Exercise goal> Taking the line that contains "point_to(query) gives the" as the first, copy exactly every line through the last line of the records, and nothing else.

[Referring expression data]

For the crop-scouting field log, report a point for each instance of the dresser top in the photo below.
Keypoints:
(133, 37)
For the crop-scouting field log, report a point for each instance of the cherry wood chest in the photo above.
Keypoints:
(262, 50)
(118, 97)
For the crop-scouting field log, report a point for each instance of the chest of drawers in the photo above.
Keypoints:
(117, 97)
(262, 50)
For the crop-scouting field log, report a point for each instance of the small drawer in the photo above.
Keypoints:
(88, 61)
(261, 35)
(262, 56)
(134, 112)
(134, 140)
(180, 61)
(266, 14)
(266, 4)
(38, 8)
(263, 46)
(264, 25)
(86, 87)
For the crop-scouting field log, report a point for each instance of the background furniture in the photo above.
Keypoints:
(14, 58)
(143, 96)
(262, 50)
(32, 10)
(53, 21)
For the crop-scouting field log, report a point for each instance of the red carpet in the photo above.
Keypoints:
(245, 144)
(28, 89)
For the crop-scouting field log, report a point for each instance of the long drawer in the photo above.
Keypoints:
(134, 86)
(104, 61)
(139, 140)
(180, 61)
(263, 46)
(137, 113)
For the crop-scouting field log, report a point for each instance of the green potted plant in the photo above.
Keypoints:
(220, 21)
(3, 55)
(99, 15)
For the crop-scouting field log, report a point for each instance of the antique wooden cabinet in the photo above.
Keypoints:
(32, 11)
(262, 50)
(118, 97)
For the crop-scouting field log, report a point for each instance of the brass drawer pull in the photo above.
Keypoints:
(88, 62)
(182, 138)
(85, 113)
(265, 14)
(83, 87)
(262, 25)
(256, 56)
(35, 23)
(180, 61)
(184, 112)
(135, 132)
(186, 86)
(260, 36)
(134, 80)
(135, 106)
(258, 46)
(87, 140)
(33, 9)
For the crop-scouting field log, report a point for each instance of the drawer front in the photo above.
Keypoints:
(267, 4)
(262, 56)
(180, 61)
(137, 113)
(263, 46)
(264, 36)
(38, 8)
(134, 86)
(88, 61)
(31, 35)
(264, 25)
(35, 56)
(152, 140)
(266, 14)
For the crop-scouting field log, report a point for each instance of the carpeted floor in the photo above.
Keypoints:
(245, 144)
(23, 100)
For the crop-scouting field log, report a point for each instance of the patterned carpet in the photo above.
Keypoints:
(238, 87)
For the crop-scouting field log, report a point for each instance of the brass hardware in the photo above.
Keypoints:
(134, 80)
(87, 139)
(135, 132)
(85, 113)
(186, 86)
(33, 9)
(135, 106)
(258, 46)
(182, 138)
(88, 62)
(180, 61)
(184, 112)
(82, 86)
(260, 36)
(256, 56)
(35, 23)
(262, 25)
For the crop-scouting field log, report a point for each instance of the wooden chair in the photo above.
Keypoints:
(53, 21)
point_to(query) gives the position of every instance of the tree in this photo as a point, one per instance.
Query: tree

Solution for this problem>
point_to(query) gives the position of every instance of the tree in this photo as a point, one per instance.
Query: tree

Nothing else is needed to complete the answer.